Entries for bounding box labeling:

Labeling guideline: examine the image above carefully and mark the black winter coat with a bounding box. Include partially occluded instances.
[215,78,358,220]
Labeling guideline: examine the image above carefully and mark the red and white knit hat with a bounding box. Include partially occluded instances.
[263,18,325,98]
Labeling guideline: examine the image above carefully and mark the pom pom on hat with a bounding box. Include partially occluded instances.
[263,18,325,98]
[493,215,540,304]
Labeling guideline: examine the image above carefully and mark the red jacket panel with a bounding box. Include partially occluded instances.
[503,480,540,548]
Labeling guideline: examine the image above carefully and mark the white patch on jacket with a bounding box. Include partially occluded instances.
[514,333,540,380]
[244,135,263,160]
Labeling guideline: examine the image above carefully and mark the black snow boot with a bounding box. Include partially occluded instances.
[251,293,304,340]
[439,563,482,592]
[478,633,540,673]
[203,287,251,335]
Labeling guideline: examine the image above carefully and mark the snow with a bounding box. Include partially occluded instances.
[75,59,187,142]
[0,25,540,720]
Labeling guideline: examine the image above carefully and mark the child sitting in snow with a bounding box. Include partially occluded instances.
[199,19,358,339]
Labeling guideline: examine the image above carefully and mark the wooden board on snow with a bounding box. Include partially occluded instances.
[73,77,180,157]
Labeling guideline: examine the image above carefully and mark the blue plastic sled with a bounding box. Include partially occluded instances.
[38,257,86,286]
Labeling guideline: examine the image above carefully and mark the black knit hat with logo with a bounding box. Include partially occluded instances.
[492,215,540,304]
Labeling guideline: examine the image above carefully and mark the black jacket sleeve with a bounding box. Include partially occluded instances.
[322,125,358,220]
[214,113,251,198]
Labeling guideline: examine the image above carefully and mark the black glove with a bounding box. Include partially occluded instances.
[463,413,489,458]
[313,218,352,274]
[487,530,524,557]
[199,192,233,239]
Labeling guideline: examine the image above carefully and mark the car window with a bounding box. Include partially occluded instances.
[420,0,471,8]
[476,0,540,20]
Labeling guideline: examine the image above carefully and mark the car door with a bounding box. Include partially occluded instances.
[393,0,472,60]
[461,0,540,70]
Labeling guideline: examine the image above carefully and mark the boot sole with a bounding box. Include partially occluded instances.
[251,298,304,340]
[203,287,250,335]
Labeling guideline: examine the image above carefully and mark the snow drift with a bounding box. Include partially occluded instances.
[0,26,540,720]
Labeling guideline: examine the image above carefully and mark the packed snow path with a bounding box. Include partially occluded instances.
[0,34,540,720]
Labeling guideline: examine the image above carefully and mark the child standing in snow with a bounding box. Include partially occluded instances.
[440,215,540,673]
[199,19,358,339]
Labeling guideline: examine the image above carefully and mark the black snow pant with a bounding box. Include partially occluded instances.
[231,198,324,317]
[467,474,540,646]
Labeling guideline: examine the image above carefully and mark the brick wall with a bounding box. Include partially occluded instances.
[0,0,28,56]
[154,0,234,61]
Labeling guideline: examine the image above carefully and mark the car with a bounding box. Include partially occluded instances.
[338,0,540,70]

...

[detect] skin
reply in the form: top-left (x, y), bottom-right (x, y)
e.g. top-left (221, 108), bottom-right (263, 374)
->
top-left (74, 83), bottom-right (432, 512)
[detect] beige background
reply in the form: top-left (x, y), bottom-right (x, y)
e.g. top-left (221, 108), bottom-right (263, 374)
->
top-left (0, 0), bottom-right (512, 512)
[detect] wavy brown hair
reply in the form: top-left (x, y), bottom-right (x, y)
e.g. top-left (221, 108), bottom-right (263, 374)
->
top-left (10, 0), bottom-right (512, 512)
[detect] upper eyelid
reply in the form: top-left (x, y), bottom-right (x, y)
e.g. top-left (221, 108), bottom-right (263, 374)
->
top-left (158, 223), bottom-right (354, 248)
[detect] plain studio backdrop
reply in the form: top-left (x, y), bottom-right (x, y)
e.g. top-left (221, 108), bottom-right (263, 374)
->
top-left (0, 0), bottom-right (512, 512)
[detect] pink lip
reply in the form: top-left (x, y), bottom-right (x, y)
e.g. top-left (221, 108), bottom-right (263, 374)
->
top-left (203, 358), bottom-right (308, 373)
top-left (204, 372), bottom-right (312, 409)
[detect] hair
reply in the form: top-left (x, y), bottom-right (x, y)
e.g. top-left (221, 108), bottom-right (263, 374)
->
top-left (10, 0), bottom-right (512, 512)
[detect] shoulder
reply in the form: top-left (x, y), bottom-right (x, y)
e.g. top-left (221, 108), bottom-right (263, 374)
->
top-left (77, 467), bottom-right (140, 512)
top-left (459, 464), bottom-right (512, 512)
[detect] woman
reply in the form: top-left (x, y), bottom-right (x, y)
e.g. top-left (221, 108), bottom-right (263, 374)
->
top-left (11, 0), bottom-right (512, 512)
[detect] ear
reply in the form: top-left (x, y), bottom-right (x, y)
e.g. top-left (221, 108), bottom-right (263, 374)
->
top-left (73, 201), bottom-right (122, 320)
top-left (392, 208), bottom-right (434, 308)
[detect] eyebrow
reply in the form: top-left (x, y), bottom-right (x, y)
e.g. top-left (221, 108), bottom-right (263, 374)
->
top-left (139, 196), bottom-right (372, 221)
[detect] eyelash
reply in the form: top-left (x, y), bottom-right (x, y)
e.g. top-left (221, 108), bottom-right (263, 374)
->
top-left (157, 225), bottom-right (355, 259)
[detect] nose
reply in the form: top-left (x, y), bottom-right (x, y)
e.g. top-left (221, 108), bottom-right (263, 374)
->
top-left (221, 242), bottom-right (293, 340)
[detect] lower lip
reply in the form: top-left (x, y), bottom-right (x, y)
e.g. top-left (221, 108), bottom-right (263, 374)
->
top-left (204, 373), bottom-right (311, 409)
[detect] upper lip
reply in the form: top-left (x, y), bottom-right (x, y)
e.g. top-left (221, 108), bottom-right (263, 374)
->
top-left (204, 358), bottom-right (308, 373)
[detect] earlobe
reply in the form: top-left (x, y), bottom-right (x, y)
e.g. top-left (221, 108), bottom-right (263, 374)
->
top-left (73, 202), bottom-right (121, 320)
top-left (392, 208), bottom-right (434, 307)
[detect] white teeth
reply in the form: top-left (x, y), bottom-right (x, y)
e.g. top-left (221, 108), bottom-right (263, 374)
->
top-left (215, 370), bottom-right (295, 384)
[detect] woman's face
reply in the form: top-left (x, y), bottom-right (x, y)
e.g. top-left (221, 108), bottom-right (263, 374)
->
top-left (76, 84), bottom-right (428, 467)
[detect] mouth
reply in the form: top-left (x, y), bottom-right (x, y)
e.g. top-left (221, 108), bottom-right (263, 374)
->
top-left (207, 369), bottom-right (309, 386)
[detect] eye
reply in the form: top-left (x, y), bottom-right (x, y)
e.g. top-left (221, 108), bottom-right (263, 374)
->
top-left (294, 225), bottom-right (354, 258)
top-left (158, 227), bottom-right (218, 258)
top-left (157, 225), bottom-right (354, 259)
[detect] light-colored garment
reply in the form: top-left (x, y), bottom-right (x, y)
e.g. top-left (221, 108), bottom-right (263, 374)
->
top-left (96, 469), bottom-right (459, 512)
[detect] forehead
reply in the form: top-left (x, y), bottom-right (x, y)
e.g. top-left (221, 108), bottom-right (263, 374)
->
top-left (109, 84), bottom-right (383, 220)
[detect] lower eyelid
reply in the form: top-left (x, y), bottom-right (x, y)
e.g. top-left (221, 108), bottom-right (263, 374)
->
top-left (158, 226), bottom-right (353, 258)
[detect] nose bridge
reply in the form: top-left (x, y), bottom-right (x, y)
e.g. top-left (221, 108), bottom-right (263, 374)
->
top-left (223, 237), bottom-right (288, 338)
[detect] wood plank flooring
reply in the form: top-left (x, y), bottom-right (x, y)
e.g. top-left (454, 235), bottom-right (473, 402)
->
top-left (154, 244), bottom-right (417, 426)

...

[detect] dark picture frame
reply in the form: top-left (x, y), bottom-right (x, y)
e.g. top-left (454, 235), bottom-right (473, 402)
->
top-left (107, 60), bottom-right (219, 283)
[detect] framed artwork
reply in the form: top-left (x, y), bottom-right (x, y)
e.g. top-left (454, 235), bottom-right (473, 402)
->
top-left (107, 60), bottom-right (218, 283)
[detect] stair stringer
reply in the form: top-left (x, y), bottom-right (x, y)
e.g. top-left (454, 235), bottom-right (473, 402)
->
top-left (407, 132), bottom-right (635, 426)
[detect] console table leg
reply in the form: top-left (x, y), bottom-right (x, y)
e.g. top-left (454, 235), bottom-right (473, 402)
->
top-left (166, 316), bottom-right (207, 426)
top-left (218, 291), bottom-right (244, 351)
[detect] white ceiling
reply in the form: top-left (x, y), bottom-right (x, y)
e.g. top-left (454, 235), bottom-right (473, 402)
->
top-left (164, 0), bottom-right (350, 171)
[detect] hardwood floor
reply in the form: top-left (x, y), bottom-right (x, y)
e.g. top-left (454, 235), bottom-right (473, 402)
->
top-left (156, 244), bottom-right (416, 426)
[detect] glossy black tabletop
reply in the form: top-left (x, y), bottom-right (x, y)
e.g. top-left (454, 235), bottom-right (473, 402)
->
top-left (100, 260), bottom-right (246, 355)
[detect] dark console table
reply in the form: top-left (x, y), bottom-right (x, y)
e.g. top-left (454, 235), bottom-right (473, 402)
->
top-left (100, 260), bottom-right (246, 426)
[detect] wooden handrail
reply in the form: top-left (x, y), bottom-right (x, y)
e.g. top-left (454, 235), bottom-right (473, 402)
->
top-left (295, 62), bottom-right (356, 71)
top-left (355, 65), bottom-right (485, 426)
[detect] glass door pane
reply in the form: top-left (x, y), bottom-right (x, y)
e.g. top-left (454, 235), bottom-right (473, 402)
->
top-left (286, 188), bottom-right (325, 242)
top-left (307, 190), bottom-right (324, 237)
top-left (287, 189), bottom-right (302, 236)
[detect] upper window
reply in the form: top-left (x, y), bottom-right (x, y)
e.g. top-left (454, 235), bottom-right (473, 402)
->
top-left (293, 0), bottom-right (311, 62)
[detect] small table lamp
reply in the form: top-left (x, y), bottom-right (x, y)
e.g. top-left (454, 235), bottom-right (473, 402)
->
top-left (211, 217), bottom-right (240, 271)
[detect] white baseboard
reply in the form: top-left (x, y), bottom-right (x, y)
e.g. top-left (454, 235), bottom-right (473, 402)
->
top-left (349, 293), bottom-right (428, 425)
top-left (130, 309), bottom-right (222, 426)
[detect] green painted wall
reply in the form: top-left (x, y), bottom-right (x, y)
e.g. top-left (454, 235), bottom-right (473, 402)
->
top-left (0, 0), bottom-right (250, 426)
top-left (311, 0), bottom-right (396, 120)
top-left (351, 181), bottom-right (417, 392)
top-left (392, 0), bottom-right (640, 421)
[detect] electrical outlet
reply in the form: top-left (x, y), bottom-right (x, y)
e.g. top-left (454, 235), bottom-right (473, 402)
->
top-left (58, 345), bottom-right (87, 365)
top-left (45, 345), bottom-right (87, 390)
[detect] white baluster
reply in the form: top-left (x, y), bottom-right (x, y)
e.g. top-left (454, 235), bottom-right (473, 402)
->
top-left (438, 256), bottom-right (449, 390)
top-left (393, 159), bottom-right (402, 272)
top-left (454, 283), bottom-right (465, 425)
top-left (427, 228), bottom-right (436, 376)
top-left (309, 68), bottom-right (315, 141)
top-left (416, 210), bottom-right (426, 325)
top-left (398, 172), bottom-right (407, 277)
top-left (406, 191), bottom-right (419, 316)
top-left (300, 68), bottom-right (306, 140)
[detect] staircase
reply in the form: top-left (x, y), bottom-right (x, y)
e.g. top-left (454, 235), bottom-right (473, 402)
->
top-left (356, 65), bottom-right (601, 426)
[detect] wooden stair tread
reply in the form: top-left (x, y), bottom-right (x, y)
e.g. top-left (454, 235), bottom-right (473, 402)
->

PROBLEM DETAILS:
Reproduce the lines from the line with "[detect] framed artwork" to the line with "top-left (100, 260), bottom-right (246, 355)", renaming "hardwood floor" to "oak floor" and changing nothing else.

EXERCISE RESULT:
[detect] framed artwork
reply in the form: top-left (x, y), bottom-right (x, y)
e.g. top-left (454, 235), bottom-right (473, 402)
->
top-left (107, 60), bottom-right (218, 283)
[detect] stair stringer
reply in the form: top-left (x, y), bottom-right (x, y)
e.g. top-left (454, 235), bottom-right (473, 402)
->
top-left (407, 132), bottom-right (635, 426)
[detect] console table leg
reply in the form: top-left (x, y), bottom-right (x, y)
e.g. top-left (454, 235), bottom-right (473, 402)
->
top-left (166, 316), bottom-right (207, 426)
top-left (218, 291), bottom-right (244, 351)
[detect] white ceiling
reply in the form: top-left (x, y), bottom-right (x, y)
e.g. top-left (454, 235), bottom-right (473, 402)
->
top-left (164, 0), bottom-right (350, 171)
[detect] oak floor
reply in the form: top-left (x, y), bottom-right (x, y)
e.g. top-left (454, 235), bottom-right (473, 402)
->
top-left (156, 244), bottom-right (416, 426)
[detect] glossy black tabletop
reply in the form: top-left (x, y), bottom-right (x, y)
e.g. top-left (454, 235), bottom-right (473, 402)
->
top-left (100, 260), bottom-right (246, 355)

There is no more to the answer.